## Goal
Your task is to transcribe all of the data below exactly, omitting the images.

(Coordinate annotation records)
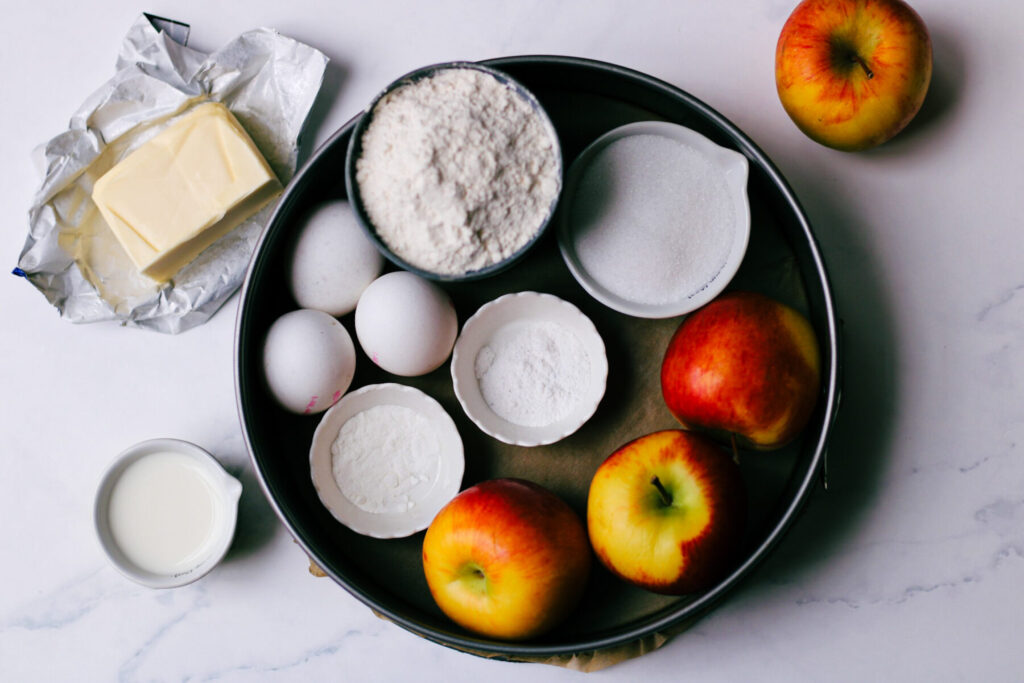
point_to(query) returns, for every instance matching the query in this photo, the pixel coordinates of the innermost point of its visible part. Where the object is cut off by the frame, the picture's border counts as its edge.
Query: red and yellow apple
(667, 512)
(851, 74)
(507, 558)
(743, 368)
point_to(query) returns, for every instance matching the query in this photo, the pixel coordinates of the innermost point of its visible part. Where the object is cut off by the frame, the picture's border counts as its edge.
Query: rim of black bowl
(355, 150)
(672, 615)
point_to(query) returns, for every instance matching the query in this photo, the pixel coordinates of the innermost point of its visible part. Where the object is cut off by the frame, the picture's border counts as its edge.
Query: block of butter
(181, 190)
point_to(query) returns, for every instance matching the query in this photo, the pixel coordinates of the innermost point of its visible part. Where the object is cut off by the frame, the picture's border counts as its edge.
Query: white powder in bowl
(532, 373)
(386, 459)
(458, 171)
(652, 219)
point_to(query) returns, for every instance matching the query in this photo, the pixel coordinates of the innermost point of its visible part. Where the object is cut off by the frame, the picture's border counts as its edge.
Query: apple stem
(666, 496)
(863, 65)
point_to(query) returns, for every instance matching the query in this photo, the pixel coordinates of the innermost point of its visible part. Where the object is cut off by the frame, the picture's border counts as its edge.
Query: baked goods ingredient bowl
(657, 230)
(585, 99)
(454, 171)
(529, 369)
(376, 494)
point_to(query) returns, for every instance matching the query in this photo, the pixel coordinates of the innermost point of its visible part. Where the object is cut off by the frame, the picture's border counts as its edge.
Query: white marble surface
(910, 568)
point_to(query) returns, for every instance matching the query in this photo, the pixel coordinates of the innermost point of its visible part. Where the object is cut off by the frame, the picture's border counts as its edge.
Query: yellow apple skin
(681, 544)
(743, 368)
(507, 558)
(851, 74)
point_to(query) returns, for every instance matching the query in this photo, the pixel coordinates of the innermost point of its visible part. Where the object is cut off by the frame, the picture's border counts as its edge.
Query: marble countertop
(910, 567)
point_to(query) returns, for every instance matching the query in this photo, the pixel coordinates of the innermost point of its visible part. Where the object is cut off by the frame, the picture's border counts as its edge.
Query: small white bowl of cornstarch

## The output
point_to(query) returns, for every instance matching the query in this photo, the pixel coordinates of the innermost point of its visible part. Where the object is cut off by the frame, the picture's border counts as its edge.
Query: red and yellow apple
(667, 512)
(851, 74)
(507, 558)
(743, 368)
point_to(query) returns, for every instance matching the query in this photo, the pixel coordinates of the innermost point of its visible part. Where the object is cut off by the frame, the picture's border counts as its edge.
Query: rim of black bowl
(355, 150)
(672, 615)
point_to(query) returns, for every instance matching the query in this photo, the pixel coordinates of the innermost point of its visible part. Where the object is cut off by the frame, the picture's border counts as its edge.
Query: block of butter
(181, 190)
point_to(query) returns, for every instance matching the query in this photo, the pixel coordinates of the innermost point of its visible part. Where the object is cut off by the frame, the picture's border counts as its edge.
Query: white powder in bowl
(532, 373)
(386, 459)
(458, 171)
(652, 219)
point_to(query) returns, for every instance matching the query in this photo, the pixel coordinates of the innermost point of its visible part. Where the object is cut off by the frame, the picture's border counts as its edge.
Query: apple stem
(666, 496)
(863, 65)
point_to(query) returns, for every instance matching the query in this photo, the pixel coordinates of the innermost point of its visible part. Where the object is cut off by the frame, the picture's border counts as its edge.
Query: baked goods ingredient bowl
(657, 230)
(585, 99)
(454, 171)
(529, 369)
(376, 494)
point_to(query) returns, for every instance matching the query in this photo, the pixel coordinates of the innermost point of its visible part. Where the object is cut off by the frame, the picture's border counts as its edge.
Query: white marble surface
(910, 568)
point_to(query) returns, for every instance matching the query in this photo, the pixel coordinates of the innermost point of its visible part. Where the object is cut off by the frame, the picture's border counts as its edge.
Query: yellow apple skin
(681, 544)
(743, 368)
(507, 558)
(851, 74)
point_to(query) returns, for every instance matching the query in this photo, the pixel coordinates of the innermost point of its visible part. Where the object is cut off by the frame, the picture's border counts as its edge.
Query: marble countertop
(910, 567)
point_to(query) returns, for every instance matching the query in this photo, the pixel coordinates of the innermost point of its visible part. Where the object is cut off by the frame, the picture's border counts as its edge.
Query: small white bowl of cornstarch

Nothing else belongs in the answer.